A simple method of checking power output
F. W. Roberts has kindly sent us this data for checking the output of an engine without recourse to a dynamometer. Although quite as accurate results should be obtainable from Tapley meter readings, Mr. Roberts’s method has the topical advantage that the car need not necessarily be driven on the road – so, to our mathematically-inclined readers we have pleasure in presenting his calculations. – Ed.
Most enthusiasts would like to know the power output of their engines and to find out what effects any alterations and modifications have had. Few have access to professional testing machines, but the method given here enables anyone to obtain an approximate idea of his engine’s capabilities. It is not necessary to disturb the car at all; indeed, the method is such that the car is run on the road in the normal way. Observations can therefore often be made while going about one’s usual business, although in these days it is perhaps not in the public interest to try for the maxima speeds.
It is proposed to divide these notes into two parts. First, a general picture of what apparatus is needed and what figures are to be recorded. Second, how to turn these figures into the b.h.p. output of the engine.
Required are:– (a) Stopwatch; (b) accurate speedometer; (c) known laden weight of car as driven.
If (b) is doubtful, it can be calibrated at various speeds over a measured 1/4 or 1/2 mile using the stopwatch; (c) can be found for sixpence at any public weighbridge; (a) is indispensable. Beyond pencil and paper, and perhaps a passenger of known weight to operate the stopwatch, the only other thing needed is a straight level stretch of road, and the absence of any appreciable wind.
The method of testing is to time the maximum acceleration possible over a number of short ranges of speed in top gear on a level piece of road. The time to decelerate freely without touching the brakes over the same piece of road in the same direction over the same speed range is also measured. If this coasting is carried out with top gear in, the i.h.p. of the engine – i.e., the power developed in the cylinders – will be measured. If the car coasts in neutral, the b.h.p. at the clutch will be found. The difference is due to considerable piston friction and the power consumed by various auxiliaries and the valve gear.
● ● ● ● ● ● ●
WORK TO DO:
1 - According to the power-output text, what is found if the car coasts in neutral?
2 - Write the next part of the power-output text, starting right after its last sentence.

(Stored items from a collection)
● ● ● ● ● ● ●
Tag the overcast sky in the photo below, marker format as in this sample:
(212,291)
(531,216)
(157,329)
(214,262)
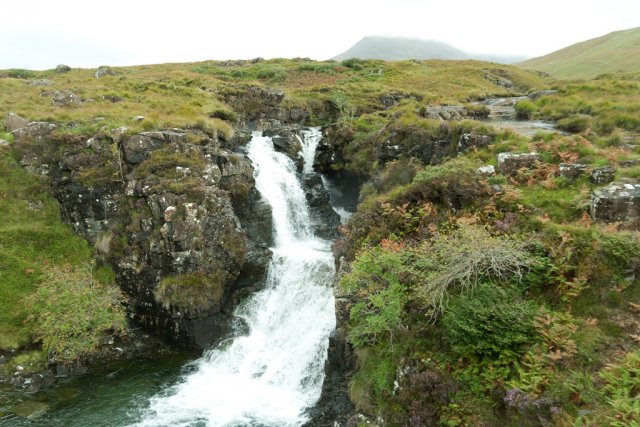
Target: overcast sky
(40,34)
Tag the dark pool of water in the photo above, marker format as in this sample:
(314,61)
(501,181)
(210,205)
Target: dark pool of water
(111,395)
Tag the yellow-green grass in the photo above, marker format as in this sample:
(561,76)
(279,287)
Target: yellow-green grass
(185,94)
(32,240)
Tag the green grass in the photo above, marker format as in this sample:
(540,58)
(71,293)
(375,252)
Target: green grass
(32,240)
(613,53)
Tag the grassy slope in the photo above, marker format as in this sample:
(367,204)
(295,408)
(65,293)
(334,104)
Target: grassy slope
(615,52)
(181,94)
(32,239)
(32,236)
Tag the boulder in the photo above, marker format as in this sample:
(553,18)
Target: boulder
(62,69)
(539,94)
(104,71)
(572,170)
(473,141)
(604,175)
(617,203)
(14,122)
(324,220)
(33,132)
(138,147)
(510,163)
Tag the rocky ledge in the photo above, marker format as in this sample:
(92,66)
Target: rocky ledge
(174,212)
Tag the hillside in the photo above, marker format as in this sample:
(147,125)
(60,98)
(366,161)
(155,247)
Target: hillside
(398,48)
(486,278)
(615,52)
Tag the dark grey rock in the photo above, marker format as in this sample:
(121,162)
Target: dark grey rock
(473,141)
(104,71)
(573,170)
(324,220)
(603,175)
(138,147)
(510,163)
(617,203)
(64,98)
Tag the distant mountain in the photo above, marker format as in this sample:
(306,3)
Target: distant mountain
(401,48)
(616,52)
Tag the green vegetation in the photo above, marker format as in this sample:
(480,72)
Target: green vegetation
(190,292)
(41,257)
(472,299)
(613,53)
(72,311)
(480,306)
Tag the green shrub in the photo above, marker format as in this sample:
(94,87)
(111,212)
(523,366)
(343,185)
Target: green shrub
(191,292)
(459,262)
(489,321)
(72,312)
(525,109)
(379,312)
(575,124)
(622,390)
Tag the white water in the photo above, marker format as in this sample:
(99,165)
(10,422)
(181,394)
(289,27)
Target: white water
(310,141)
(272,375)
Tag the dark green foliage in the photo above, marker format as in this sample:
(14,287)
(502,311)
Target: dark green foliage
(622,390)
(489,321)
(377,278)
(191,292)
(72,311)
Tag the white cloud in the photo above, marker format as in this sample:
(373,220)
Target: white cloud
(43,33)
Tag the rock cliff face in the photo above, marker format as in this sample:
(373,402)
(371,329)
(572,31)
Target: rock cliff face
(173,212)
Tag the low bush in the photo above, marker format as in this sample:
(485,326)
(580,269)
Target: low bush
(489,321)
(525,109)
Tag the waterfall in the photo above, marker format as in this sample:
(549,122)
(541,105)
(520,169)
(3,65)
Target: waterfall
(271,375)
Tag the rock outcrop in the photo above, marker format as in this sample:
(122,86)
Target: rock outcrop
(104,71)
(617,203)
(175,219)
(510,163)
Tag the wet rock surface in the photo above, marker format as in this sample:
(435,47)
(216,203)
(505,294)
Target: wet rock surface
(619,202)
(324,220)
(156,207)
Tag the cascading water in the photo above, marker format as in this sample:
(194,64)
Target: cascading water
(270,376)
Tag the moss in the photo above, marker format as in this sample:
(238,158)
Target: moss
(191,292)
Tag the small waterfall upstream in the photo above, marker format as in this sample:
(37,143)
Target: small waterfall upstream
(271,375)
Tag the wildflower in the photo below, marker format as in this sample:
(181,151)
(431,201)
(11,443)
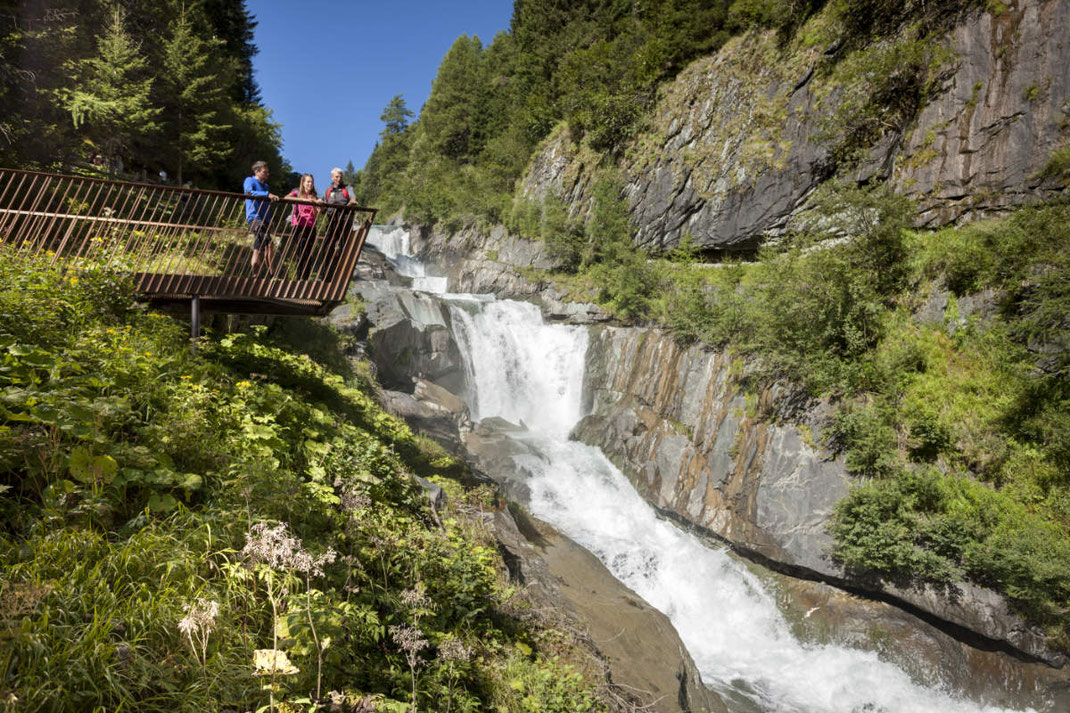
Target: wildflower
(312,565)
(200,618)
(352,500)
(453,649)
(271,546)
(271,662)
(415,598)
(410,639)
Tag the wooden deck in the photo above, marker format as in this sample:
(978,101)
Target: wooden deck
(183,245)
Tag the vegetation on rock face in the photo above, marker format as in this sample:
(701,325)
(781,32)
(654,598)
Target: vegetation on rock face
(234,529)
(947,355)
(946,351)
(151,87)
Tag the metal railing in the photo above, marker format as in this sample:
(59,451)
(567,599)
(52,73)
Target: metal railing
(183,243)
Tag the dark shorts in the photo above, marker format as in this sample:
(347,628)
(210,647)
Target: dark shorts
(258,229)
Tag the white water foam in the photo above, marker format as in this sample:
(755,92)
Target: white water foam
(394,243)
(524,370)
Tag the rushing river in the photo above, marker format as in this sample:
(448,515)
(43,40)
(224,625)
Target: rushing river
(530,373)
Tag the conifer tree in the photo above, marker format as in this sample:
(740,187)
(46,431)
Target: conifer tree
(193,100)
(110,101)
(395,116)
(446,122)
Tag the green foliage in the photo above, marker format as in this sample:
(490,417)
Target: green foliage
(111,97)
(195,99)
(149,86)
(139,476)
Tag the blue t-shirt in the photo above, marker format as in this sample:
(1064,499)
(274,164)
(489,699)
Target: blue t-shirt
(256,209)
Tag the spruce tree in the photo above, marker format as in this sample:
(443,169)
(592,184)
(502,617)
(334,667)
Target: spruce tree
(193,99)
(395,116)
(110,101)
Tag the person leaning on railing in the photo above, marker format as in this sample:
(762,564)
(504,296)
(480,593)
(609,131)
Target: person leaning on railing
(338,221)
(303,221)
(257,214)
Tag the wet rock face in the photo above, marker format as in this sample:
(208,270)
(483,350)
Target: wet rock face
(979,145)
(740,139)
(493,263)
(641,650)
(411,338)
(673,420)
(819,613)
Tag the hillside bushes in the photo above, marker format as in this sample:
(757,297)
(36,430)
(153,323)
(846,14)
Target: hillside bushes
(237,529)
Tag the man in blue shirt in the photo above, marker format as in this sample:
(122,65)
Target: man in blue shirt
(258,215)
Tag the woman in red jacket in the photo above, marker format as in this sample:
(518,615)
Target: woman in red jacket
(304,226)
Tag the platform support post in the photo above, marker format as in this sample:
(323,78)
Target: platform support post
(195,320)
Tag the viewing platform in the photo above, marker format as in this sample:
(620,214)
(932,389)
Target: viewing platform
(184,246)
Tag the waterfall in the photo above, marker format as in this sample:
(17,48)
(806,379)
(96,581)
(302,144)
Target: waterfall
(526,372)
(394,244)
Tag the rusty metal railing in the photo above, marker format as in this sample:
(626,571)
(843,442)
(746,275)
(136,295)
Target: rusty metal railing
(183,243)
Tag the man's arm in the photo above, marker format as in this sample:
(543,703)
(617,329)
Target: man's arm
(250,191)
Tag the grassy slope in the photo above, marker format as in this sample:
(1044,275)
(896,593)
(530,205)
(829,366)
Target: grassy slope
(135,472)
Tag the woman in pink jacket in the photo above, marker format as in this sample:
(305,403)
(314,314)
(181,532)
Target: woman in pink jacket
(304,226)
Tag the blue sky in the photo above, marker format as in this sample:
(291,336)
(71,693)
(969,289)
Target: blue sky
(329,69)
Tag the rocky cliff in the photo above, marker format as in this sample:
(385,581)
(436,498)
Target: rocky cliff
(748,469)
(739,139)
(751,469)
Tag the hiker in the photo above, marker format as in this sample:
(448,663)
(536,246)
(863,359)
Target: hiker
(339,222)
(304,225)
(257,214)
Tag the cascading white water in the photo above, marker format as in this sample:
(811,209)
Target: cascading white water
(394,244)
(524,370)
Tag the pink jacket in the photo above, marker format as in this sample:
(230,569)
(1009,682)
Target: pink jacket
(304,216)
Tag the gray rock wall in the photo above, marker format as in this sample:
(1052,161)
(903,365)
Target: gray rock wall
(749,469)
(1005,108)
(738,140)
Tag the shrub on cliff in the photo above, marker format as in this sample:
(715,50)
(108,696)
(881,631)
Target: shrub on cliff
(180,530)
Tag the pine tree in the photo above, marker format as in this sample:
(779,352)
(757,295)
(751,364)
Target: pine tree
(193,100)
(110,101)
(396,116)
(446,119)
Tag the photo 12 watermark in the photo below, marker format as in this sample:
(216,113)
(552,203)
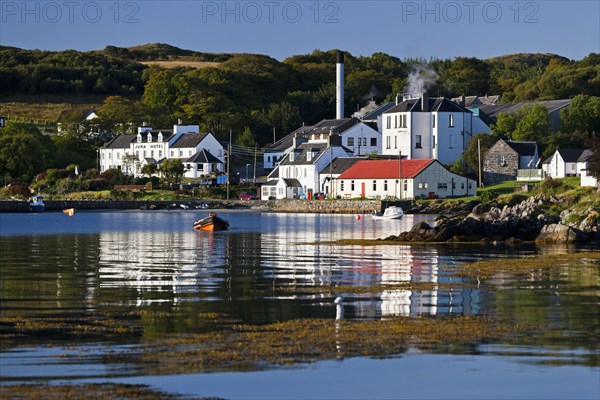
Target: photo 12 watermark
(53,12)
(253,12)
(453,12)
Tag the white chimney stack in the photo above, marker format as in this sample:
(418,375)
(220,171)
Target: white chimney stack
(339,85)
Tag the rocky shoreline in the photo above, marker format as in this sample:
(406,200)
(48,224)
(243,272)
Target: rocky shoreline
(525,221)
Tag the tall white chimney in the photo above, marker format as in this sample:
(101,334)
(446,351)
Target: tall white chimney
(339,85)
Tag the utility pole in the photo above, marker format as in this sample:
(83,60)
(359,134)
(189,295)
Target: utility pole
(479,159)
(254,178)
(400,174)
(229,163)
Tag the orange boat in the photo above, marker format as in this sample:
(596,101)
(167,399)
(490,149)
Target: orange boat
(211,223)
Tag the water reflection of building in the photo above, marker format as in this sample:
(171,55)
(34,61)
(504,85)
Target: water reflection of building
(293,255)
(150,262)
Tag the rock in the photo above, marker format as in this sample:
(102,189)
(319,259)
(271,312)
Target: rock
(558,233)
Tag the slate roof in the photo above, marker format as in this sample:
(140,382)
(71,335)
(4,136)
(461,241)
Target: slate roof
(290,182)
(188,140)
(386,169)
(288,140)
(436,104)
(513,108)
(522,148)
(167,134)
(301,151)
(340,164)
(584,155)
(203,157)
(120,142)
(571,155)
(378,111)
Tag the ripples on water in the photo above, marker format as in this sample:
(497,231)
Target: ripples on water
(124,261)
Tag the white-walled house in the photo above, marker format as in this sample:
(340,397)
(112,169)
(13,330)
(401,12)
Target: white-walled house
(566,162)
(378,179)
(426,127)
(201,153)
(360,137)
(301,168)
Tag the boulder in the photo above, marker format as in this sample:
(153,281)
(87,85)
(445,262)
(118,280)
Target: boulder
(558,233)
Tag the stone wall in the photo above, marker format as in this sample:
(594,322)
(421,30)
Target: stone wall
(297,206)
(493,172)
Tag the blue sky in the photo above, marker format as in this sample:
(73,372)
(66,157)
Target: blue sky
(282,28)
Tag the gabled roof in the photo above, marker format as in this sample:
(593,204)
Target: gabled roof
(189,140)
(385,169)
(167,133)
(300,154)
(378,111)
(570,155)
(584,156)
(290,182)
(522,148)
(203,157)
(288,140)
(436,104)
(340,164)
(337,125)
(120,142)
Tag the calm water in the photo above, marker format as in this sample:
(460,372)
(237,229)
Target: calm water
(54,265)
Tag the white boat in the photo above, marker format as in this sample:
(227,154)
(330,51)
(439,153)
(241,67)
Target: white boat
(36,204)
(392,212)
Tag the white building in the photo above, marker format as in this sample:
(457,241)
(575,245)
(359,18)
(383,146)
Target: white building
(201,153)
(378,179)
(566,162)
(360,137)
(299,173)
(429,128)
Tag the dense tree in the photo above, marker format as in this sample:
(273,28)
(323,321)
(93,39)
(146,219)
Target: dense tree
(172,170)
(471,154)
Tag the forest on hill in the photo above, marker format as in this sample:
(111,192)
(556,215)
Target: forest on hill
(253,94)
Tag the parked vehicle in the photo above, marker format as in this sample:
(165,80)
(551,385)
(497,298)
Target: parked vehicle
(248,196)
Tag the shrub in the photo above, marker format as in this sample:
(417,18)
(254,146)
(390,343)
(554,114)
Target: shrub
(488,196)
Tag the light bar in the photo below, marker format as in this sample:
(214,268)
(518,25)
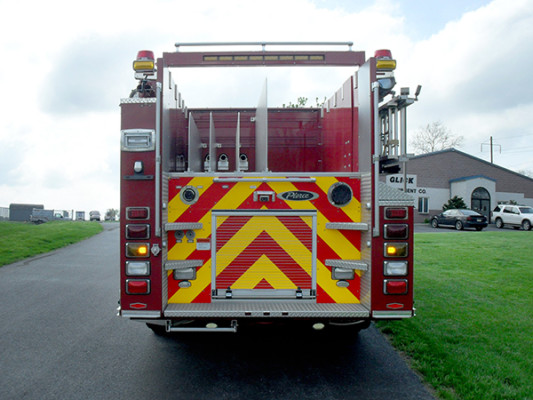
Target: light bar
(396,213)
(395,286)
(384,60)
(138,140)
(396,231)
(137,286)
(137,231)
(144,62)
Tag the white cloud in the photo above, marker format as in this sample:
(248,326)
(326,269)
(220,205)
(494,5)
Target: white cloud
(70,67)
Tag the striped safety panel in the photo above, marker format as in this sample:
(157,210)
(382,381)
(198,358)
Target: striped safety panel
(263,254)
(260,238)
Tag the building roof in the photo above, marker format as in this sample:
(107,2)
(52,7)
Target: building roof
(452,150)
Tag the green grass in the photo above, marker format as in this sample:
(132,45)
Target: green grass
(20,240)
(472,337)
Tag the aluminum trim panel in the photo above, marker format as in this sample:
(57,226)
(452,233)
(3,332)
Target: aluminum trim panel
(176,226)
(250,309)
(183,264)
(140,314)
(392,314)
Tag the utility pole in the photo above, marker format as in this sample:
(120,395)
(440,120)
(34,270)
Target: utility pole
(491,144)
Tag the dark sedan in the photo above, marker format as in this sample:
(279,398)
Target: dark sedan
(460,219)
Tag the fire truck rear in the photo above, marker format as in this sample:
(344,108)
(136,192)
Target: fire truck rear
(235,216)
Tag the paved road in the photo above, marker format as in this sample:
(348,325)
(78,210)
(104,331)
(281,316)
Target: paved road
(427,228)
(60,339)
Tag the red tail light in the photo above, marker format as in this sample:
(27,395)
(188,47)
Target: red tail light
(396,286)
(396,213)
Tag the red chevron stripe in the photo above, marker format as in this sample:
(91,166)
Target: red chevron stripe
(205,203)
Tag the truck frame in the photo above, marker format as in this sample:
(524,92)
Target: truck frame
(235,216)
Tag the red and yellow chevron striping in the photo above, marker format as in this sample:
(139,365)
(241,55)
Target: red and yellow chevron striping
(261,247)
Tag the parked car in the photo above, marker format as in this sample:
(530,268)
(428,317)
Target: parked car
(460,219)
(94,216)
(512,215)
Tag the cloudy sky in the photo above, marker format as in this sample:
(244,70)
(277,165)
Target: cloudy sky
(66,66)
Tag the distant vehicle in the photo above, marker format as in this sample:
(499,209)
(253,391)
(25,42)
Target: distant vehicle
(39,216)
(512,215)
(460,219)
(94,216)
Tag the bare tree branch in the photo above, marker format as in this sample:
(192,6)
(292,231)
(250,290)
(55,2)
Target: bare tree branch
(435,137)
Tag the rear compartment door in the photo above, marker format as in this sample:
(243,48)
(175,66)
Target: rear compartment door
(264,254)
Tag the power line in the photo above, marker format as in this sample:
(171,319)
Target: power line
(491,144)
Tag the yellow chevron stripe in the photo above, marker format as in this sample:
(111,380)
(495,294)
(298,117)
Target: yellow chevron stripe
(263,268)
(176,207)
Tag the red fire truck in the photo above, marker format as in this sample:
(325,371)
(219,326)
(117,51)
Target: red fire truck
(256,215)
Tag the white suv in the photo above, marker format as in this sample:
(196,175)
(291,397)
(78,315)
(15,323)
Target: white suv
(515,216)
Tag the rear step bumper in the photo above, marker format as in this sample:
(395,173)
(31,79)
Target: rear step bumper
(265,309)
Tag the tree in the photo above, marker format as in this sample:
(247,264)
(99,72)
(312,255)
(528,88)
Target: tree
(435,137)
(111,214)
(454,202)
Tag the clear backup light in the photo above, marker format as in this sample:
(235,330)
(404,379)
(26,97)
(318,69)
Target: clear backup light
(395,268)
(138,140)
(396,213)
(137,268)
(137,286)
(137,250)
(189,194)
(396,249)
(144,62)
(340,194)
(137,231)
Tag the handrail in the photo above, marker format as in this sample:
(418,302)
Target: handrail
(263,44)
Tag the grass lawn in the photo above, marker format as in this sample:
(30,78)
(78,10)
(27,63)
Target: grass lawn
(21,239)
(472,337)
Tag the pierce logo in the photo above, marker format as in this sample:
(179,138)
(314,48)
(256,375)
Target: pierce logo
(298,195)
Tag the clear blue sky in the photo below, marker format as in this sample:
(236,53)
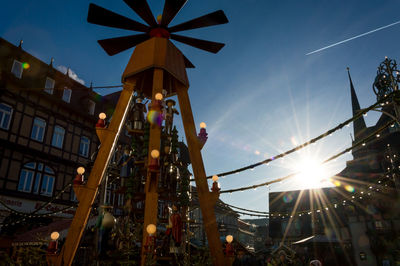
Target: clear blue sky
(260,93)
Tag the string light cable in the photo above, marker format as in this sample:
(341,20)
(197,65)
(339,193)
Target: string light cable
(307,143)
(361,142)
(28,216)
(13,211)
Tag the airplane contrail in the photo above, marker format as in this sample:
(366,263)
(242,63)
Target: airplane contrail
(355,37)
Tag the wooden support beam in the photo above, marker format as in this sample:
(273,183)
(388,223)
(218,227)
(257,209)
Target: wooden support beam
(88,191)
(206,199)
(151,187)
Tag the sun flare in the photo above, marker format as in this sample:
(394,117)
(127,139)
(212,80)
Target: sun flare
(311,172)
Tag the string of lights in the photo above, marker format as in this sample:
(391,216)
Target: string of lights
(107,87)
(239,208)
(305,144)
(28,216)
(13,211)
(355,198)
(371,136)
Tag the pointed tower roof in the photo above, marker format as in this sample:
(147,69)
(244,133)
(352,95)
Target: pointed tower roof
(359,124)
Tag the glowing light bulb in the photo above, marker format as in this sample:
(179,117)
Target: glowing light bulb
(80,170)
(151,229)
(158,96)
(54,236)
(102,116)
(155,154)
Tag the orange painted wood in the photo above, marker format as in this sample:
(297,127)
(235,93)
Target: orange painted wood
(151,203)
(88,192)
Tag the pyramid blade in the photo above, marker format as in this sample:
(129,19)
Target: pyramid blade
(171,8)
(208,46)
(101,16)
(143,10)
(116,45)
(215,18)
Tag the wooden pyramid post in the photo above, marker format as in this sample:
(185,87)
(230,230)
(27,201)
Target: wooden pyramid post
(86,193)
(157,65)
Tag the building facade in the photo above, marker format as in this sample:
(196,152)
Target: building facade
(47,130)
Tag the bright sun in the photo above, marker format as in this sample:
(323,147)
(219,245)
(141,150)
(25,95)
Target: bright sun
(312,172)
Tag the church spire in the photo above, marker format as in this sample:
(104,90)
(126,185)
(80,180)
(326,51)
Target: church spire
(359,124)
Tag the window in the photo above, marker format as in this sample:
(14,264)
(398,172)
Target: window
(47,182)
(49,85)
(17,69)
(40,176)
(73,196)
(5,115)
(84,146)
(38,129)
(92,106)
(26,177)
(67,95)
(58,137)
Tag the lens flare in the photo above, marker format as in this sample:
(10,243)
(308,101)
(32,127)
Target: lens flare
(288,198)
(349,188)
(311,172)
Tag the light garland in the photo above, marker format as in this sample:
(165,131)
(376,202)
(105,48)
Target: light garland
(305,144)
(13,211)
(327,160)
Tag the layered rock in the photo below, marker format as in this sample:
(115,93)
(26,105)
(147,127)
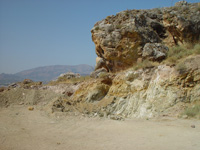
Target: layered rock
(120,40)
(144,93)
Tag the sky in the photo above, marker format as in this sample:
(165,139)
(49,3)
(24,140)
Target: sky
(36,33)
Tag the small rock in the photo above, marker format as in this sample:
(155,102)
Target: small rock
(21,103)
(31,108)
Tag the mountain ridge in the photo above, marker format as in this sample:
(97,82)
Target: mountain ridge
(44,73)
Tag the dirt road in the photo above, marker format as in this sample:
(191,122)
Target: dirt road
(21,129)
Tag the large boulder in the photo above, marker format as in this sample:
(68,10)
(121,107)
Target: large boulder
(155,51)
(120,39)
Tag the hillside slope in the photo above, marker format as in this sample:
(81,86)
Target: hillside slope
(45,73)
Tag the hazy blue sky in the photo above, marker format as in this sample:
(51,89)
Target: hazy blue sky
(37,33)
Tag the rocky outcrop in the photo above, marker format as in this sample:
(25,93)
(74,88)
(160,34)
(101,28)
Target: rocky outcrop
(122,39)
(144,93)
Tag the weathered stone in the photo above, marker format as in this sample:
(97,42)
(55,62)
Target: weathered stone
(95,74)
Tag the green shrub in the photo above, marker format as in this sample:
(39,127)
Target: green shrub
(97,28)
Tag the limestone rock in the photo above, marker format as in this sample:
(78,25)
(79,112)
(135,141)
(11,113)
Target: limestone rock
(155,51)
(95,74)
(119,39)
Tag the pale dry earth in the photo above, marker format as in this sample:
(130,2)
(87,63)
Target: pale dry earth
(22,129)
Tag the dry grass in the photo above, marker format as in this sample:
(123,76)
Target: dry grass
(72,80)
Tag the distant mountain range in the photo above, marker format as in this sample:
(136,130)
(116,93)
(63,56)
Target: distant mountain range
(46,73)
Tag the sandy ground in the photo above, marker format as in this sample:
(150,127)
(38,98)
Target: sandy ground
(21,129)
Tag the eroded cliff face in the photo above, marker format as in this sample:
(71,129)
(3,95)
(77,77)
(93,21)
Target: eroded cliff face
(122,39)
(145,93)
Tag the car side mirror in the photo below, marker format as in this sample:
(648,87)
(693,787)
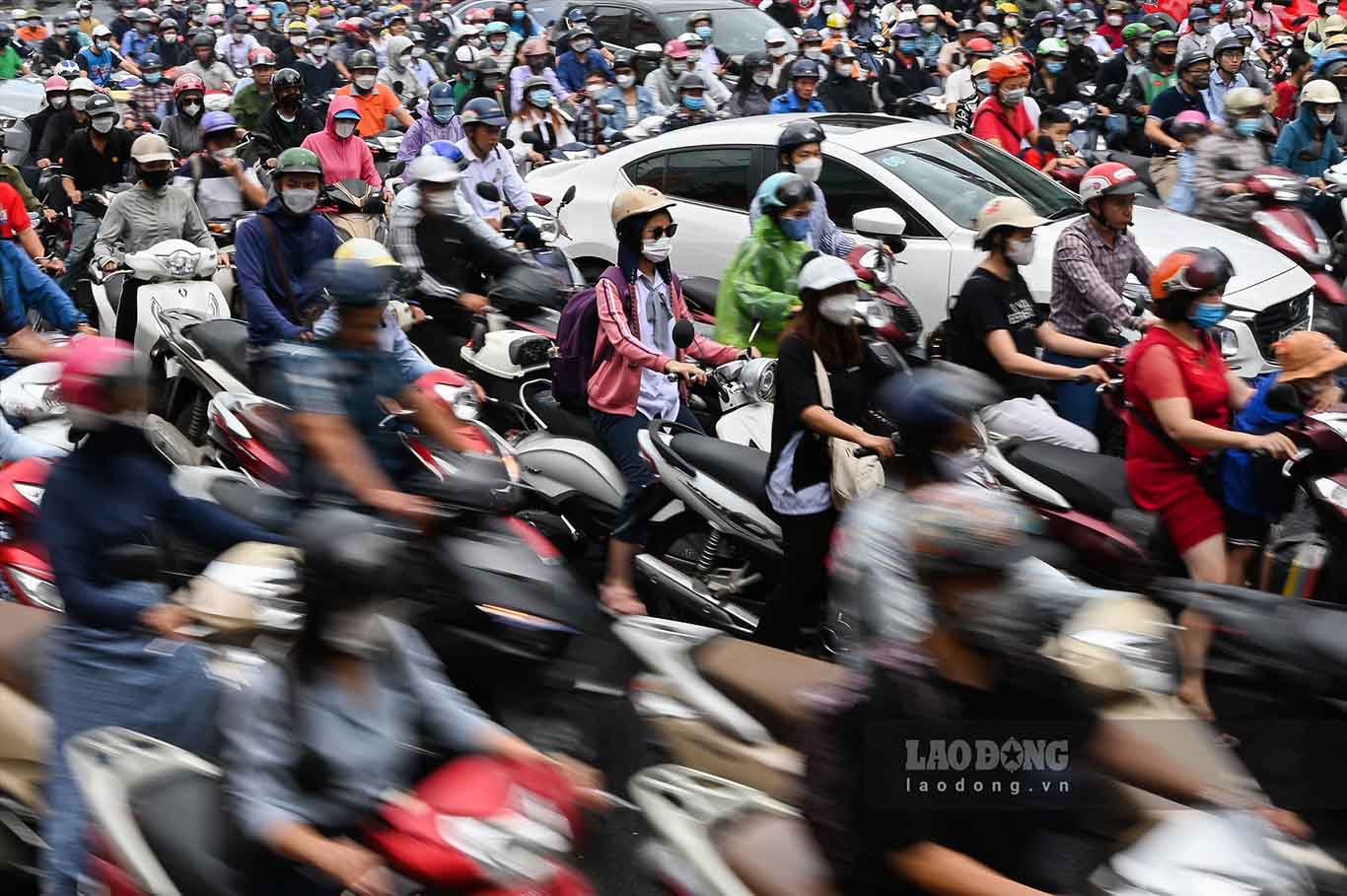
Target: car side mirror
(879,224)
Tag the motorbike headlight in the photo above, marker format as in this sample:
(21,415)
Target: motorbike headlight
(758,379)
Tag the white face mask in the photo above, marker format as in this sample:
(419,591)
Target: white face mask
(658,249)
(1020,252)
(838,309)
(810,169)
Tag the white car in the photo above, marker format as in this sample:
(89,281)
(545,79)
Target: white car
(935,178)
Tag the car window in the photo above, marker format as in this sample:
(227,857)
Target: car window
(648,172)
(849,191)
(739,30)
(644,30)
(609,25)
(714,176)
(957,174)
● ● ● ● ● ● ●
ANSWERS TO THE EXERCISES:
1 - The b.h.p. at the clutch.

2 -
More accurate results are obtained by taking several pairs of acceleration and deceleration figures and using the average value; this minimizes personal errors. In all cases, for simplicity in calculation, the time in seconds to increase or decrease speed by exactly 10 m.p.h. should be noted.
After performing the following simple calculations, the results should be plotted on ordinary graph paper and the smoothest possible curve drawn among the points:–
M is total weight (including driver, etc.) of car in pounds.
t1 is the time to accelerate 10 m.p.h. in seconds.
t2 is the time to decelerate 10 m.p.h. in seconds.
V is the higher speed reached in m.p.h.
U is the lower speed reached in m.p.h.
Then firstly V-U must be 10, since all times are measured for a change in speed of 10 m.p.h.
M x (V + U) x (t1-t2) b.h.p. = ….(1)
1500 x t1 x t2
The above includes an allowance of 10 per cent. for the rotational inertia of the rotating parts.
The b.h.p. calculated above for each speed range (V to U) should be plotted against the mean speed of that range, i.e.
V + U / 2 m.p.h.
The method is simplified if two tables are first drawn up, one to use while taking the figures, the second to use when calculating.
The worked out figures show, for example, the results obtained with a 7-h.p. car; lack of time prevented further observations being made. Mathematically-minded readers can derive torque-speed curves and estimate b.m.e.p. curves in the usual way from the power output graph thus obtained.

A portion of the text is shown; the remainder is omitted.